> **Exercise aim**: Type out the material below exactly.

> **Excerpted data**:
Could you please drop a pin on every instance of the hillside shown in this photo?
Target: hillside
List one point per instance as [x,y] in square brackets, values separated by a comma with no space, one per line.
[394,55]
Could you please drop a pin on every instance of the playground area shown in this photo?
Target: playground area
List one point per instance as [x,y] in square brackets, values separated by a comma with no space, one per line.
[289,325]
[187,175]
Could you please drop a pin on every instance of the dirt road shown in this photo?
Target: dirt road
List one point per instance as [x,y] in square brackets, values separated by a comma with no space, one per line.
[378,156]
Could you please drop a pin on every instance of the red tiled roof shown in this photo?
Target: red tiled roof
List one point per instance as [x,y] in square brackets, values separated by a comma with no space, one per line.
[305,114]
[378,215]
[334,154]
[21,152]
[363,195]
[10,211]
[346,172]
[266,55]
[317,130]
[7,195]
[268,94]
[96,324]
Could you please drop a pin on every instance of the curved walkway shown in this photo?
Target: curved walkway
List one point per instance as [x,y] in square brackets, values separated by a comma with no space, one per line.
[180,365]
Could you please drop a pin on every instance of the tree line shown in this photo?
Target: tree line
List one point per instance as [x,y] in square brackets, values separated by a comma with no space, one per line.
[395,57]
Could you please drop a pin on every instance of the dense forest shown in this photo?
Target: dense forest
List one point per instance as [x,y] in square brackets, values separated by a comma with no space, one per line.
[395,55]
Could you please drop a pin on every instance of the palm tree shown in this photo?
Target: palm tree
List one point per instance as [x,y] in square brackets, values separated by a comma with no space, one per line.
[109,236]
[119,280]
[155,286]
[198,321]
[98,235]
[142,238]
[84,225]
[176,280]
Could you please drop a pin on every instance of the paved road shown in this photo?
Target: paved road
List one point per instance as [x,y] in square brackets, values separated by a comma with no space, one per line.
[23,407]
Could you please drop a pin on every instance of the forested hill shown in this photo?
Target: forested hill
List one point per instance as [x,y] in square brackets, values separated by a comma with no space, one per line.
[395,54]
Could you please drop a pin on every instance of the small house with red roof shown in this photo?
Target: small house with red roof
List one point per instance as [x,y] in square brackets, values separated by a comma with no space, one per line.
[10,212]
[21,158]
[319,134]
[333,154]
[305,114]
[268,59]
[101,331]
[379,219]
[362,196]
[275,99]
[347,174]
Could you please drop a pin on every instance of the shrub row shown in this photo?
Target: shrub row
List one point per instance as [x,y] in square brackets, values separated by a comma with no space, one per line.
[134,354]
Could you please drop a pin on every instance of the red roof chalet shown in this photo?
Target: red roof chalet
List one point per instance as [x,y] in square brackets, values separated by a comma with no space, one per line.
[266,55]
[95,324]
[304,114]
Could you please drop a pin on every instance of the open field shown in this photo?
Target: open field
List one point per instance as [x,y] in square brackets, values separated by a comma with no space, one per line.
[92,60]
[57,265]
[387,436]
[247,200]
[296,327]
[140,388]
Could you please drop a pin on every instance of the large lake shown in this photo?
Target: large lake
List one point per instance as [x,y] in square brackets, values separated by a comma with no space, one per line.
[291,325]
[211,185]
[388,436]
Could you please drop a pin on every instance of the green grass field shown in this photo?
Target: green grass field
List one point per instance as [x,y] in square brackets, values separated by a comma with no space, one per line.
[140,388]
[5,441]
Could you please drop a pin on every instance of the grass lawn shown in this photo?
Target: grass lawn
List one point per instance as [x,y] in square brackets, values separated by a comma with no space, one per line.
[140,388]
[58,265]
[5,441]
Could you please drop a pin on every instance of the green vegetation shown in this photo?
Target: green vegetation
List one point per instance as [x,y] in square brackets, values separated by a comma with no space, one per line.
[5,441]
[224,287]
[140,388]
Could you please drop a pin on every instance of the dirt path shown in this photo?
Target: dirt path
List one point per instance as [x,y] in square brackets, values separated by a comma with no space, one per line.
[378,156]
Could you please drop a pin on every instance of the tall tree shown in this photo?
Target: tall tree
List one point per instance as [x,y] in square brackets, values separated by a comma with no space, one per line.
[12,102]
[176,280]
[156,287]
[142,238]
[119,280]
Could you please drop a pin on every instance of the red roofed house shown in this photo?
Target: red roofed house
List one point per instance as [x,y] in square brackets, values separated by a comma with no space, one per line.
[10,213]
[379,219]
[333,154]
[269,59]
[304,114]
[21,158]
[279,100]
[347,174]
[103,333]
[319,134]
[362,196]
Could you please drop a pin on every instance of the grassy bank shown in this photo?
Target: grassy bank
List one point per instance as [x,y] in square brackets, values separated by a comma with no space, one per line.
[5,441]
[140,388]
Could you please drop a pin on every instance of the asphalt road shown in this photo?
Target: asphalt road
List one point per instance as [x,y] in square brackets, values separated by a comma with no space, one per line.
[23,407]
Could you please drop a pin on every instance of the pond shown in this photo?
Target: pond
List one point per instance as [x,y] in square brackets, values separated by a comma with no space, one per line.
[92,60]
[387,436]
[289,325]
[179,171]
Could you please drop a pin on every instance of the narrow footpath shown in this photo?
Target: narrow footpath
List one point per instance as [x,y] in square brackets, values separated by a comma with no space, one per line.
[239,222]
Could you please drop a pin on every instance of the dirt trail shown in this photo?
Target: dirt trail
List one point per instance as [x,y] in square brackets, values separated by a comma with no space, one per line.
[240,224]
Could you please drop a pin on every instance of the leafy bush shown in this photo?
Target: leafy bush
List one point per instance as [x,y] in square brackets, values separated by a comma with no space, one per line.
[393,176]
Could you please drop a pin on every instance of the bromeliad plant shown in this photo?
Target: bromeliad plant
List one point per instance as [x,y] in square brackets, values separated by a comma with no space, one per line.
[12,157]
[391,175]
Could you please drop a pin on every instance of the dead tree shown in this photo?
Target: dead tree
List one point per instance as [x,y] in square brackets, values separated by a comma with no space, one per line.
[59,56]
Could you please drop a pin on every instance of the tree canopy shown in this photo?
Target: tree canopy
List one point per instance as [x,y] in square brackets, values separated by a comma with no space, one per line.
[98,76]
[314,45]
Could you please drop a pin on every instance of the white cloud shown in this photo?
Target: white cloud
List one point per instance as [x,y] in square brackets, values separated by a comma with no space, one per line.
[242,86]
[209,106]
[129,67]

> **Solution**:
Could you please drop a pin on every instance of the hillside shown in this photo?
Target: hillside
List one point per instance as [x,y] in square brackets, values separated by a comma with no space, one per line.
[394,55]
Could you please drop a pin on every instance of the playground area shown in this photo?
Target: playground area
List one point per instance as [x,y] in square brackets, values separated by a comma with no space, one per line.
[289,325]
[187,175]
Could you please drop a pin on every instance of the dirt road shown in this photo?
Target: dirt road
List one point per instance as [x,y] in square brackets, values separated by a comma with no space, one per line.
[378,156]
Could you please drop a pin on every instance of the red tiled roof shown in this photo?
Target: red tiled roof
List one point per instance as [x,y] in square brackets, values separated by a comma with no space, one per line.
[305,114]
[378,215]
[334,154]
[21,152]
[363,195]
[10,211]
[346,172]
[266,55]
[317,130]
[7,195]
[268,94]
[96,324]
Could you please drop a pin on every instance of the curved walkway shown in this photo?
Target: curved walkway
List one point per instance as [x,y] in square brackets, values separated by a comma with no space, one per line.
[180,365]
Could you please drop a pin on every instance of the tree line shown in this photo?
Target: tree line
List one point per instance as [x,y] in square brackets, values separated by a comma with no space, one per line.
[395,57]
Could you please drop a pin on every instance of the dense forest shown in this photo?
Target: dense forest
List one point per instance as [x,y] in square brackets, values separated by a comma with no space, one per line.
[395,55]
Could you please drop a pin on every instance of the palm tree shown in this photo?
Target: palm tree
List one point per instance as [x,y] in square brackets, values separated by a comma with no space, one per line.
[109,236]
[119,280]
[155,286]
[198,321]
[98,235]
[142,238]
[84,225]
[176,280]
Could you please drop a pin on every instance of the paved road shown in this photo?
Target: paved road
List one point per instance as [x,y] in square brackets, values separated by a comma with no space, one per line.
[23,407]
Could you please drop a pin on every instance of the forested hill shown in this photo?
Target: forested hill
List one point per instance as [x,y] in square brackets, values separated by a comma with no space, one per line.
[395,54]
Could you please drop a pin on every instance of the small house with red roof shown in this photo?
Target: small house with red roof
List one point per instance as [x,y] in square brackets, values separated by a comma with no space, one per line.
[10,212]
[21,158]
[319,134]
[333,154]
[305,114]
[268,59]
[101,331]
[379,219]
[362,196]
[275,99]
[347,174]
Could you please drop a pin on every instance of the shrub row shown in this photo?
Target: shrub row
List one point per instance as [x,y] in square brackets, values separated by a comma with no space, one per line.
[134,354]
Could you please drop a pin on every instance of the red roof chalet shown in this photo?
Target: red roof chalet
List one point per instance as [x,y] in square brackets, values separated by a comma with no space, one per line.
[266,55]
[95,324]
[304,114]
Could you please drop a pin on every instance of the open field shown in this photo?
Target: open field
List one point per instance as [x,y] in square brackets, values separated by a comma with no space, one per line.
[92,60]
[57,265]
[387,436]
[247,200]
[296,327]
[140,388]
Could you please drop a pin on every instance of the large lake shown in this photo?
Target: large lake
List one point per instance as [x,y] in square brackets, values separated by a comma with no space, one per line.
[291,325]
[211,185]
[388,436]
Could you please drop a pin on every instance of the green grass field shown in this photo?
Target: green grass field
List one point per instance as [x,y] in square brackets, values separated by a comma with no space, one per line.
[140,388]
[5,441]
Could you please drop a pin on every instance of the grass lawn shown in this photo?
Target: grass lawn
List one point per instance as [x,y] in square brackets, values separated by a comma with no space, one per line.
[140,388]
[58,265]
[5,441]
Could you please drop a pin on every instance of the green vegetation shown in this photo?
Target: green vegetation
List one point per instance as [x,y] in square brackets, values separated by a comma with no space, one per line.
[5,441]
[224,287]
[140,388]
Could you please drop a pin on every instance of the dirt path shown in this photo?
Target: dirt path
List one point per instance as [x,y] in square brackets, values separated by a comma with no space, one per line.
[378,156]
Could you please drop a pin on every instance of the tall tree shown in this photo?
Target: tall tree
List one point per instance as [x,y] in square brackets, values separated by a comma with no space, one per line.
[12,102]
[176,280]
[156,287]
[142,238]
[119,280]
Could you please drop a pin on every instance of the red roofed house shown in this photo?
Target: red roofed house
List one point per instance as [x,y] in square brackets, values separated by a comma with no space, one per line.
[10,213]
[379,219]
[333,154]
[269,59]
[304,114]
[21,158]
[279,100]
[347,174]
[103,333]
[319,134]
[362,196]
Could you please drop a pin on every instance of the grassy bank shown in this photo?
Target: grassy bank
List one point per instance as [x,y] in square brackets, values separated by a comma with no space, one per line.
[5,441]
[140,388]
Could you please drop a pin on every instance of the asphalt road shown in this photo?
Target: asphalt road
List one point per instance as [x,y] in square brackets, values separated by a comma with no space, one per line.
[23,407]
Could you please drop a pin on every instance of the pond shown in this photo?
Target: pond
List one point per instance as [x,y] in square brackets, values separated by a comma with no space, one per line.
[92,60]
[387,436]
[289,325]
[179,171]
Could you please drop a pin on every instance of the narrow footpath shown in this photo?
Target: narrow footpath
List one point per instance as [x,y] in square brackets, values separated by a comma with no space, one per line.
[239,222]
Could you please drop a pin on every instance of the dirt trail shown in this photo?
Target: dirt trail
List one point per instance as [x,y] in square brackets, values separated by a comma with no space, one per line.
[240,224]
Could you please drop a pin on every instance of the leafy bush shown in this photo?
Target: leafy bush
List one point per instance as [x,y] in square brackets, values separated by a comma with no space, one per line.
[393,176]
Could you please drop a pin on every instance of the bromeliad plant shown in this photo?
Target: bromeliad plant
List one point per instance as [x,y] in square brackets, values separated by a comma with no space, one per line.
[12,157]
[391,175]
Could you please drop a pin on every instance of the dead tree shown in this photo?
Target: dead tree
List one point per instance as [x,y] in square brackets, values separated by a comma with no space, one per line.
[59,56]
Could you please drop a pin on every instance of the tree canopy shown in this photo?
Target: tree canopy
List one point per instance as [x,y] in square brackets, values separated by a comma with no space, one per line.
[98,76]
[314,45]
Could you please drop a pin on every instance of the white cloud shown in this photo?
Target: white cloud
List one point per instance as [x,y] in square brackets, values separated by a comma with no space, one per line.
[242,86]
[209,106]
[129,67]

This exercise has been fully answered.